But not all flawed MCQs are too hard. Sometimes the chances of students guessing the right answer, without the underlying knowledge we mean to assess is very high. For example, with only three options, students have a 33% chance of guessing correctly. Using four or more options reduces this and strengthens reliability.

Implausible distractors in the form of wrong answers so obviously incorrect that they’re easily dismissed can also reduce the discrimination of difficult questions. In these cases, success requires only test-taking savvy, not actual knowledge. Effective distractors should reflect common misconceptions, tempting students who misunderstand, and allowing us to observe whether they can reason correctly.

In all these cases, the message is the same: difficulty alone isn’t useful. A valid MCQ is one where the right students get it right for the right reasons.

What does good difficulty look like in an MCQ?

• • •

* [ACTIVITY 1]:
In the passage on multiple-choice questions, what chance of guessing right do students have when there are only three options?
* [ACTIVITY 2]:
Continue the passage on multiple-choice questions from the point where it stops.

* [COLLECTED DATA]:
• • •

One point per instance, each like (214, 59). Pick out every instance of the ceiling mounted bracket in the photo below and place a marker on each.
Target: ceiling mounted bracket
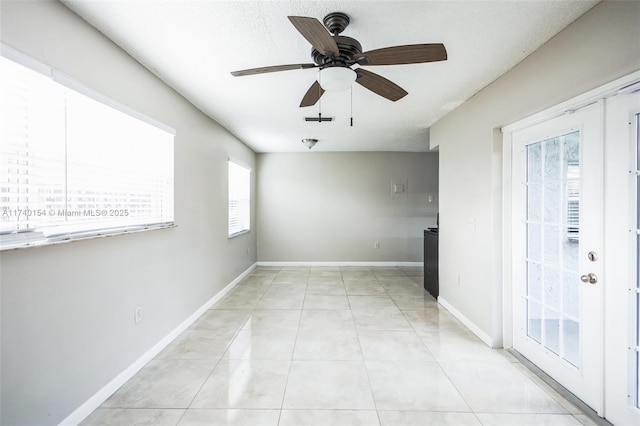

• • •

* [ANSWER SPACE 1]:
A 33% chance.

* [ANSWER SPACE 2]:
If we accept that writing difficult multiple-choice questions is useful, then we must ask: what kind of difficulty is worth designing for? The answer is conceptual difficulty that demands more from a student’s understanding: connecting ideas, spotting subtle distinctions, or applying core knowledge in unfamiliar contexts. How we can achieve this rather depends on the knowledge domain of the subject we teach, but there are some common means to achieve this.

In some subjects, it is possible to write MCQs that require a level of precision in understanding a concept that may not be reached by all in the class, whether these assess subtle differences in closely related concepts or fine classifications. These are often the most valuable MCQs because they can be answered quickly without extensive processing.

Another means is through novel application of familiar ideas. The content has been explicitly taught, but the phrasing or context moves beyond rote recall. A science question might ask students to apply a well-understood principle in a new scenario; a grammar item might present a rule in an unusual construction. Strong students will spot the underlying idea despite surface variation; others may be misled. This approach works especially well in hierarchical subjects, where secure knowledge enables flexible application.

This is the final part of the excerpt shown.